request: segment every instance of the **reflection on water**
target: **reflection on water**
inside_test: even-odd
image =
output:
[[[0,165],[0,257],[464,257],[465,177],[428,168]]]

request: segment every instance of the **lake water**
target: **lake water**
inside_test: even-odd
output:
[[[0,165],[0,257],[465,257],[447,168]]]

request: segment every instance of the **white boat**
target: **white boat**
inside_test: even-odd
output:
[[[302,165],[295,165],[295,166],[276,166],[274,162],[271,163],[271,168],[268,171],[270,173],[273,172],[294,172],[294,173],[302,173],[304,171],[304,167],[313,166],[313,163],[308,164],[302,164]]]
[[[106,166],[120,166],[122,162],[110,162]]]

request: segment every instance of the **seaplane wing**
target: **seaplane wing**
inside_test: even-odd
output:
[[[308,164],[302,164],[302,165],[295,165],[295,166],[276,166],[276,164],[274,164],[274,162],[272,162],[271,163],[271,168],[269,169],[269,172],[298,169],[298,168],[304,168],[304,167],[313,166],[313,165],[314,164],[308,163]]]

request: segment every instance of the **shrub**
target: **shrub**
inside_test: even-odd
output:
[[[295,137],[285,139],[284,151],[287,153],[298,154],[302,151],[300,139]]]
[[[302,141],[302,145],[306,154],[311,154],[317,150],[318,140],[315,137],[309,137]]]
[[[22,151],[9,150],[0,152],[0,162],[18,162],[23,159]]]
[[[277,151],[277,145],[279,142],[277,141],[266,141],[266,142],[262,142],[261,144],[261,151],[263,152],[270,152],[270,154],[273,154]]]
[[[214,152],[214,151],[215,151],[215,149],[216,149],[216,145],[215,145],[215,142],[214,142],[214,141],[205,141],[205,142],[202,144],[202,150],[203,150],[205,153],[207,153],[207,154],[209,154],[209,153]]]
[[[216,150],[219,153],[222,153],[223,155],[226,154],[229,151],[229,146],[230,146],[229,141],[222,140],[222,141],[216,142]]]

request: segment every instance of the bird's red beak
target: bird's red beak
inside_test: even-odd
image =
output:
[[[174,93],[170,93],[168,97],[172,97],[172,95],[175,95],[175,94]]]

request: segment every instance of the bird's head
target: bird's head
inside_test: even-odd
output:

• WHAT THIS TASK INVOLVES
Recast the entries as a numbered list, from the first line through the line holding "[[[0,165],[0,257],[465,257],[447,168]]]", inclusive, and leave out blank lines.

• WRITTEN SOLUTION
1. request: segment every instance of the **reflection on water**
2. target: **reflection on water**
3. inside_test: even-odd
4. image =
5. output:
6. [[[0,165],[0,257],[464,257],[465,177],[428,168]]]
7. request: segment every instance of the **lake water**
8. target: **lake water**
9. inside_test: even-odd
10. output:
11. [[[0,165],[0,257],[465,257],[447,168]]]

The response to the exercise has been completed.